EXERCISE BRIEF: Output the page on econometrics and data science below word for word, without the material that follows it.

PAGE EXCERPT:
Giovanni Forchini - Econometrics and Data Science

Unless you have a degree in economics or business you are unlikely to know what econometrics is. Econometrics is a set of statistical methodologies used to link economic models with economic data. As such econometrics provides a set of tools which are used in decision making by governments, central banks, charities, financial investment agents, advertising agencies, etc.

Data science is the “sexiest job of the 21st century” (at least according to an article published in the Harvard Business Review in October 2012). Maybe that is why several of my colleagues turned overnight into data scientists. The term data science has been around for over 50 years. It was used from the 1960 as a synonym for computer science. It was equated to statistics by Professor Jeff Wu in 1997, but now it is usually thought of as having a much broader role than statistics with a great emphasis on computing.

Searching the internet one finds “romantic” definitions of data science. For example a data scientist is an individual who can mix a bit programming, a bit of hacking, a bit statistics and good visualizations but is not an expert in any of its individual aspects. Or, data science is what let the data speak! Or, in the words of Sean Rad, the founder of Tinder: “Data beats emotions.”

The data scientist is an “alchemist”, a data tinkerer who gets things done without having an advanced degree. In fact, several internet sites for aspiring data scientists advise data scientists not to get advanced degrees because “they get in the way”. Most competitors on the platform Kaggle - the self proclaimed home of data science and machine learning - are self taught.

Despite dealing with variables which are often economic in nature, data scientists have a background in science - physics, computer science, and engineering. They use a lot of new techniques which are slowly finding their way into Econometrics. This is certainly a good thing. More openness of Econometrics is a positive and welcome development.

ENTRIES SUPPLIED:
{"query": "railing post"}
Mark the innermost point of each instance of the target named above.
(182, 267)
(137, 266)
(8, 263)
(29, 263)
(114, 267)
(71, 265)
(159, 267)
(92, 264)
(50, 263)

PROBLEM SOLUTION:
Giovanni Forchini - Econometrics and Data Science

Unless you have a degree in economics or business you are unlikely to know what econometrics is. Econometrics is a set of statistical methodologies used to link economic models with economic data. As such econometrics provides a set of tools which are used in decision making by governments, central banks, charities, financial investment agents, advertising agencies, etc.

Data science is the “sexiest job of the 21st century” (at least according to an article published in the Harvard Business Review in October 2012). Maybe that is why several of my colleagues turned overnight into data scientists. The term data science has been around for over 50 years. It was used from the 1960 as a synonym for computer science. It was equated to statistics by Professor Jeff Wu in 1997, but now it is usually thought of as having a much broader role than statistics with a great emphasis on computing.

Searching the internet one finds “romantic” definitions of data science. For example a data scientist is an individual who can mix a bit programming, a bit of hacking, a bit statistics and good visualizations but is not an expert in any of its individual aspects. Or, data science is what let the data speak! Or, in the words of Sean Rad, the founder of Tinder: “Data beats emotions.”

The data scientist is an “alchemist”, a data tinkerer who gets things done without having an advanced degree. In fact, several internet sites for aspiring data scientists advise data scientists not to get advanced degrees because “they get in the way”. Most competitors on the platform Kaggle - the self proclaimed home of data science and machine learning - are self taught.

Despite dealing with variables which are often economic in nature, data scientists have a background in science - physics, computer science, and engineering. They use a lot of new techniques which are slowly finding their way into Econometrics. This is certainly a good thing. More openness of Econometrics is a positive and welcome development.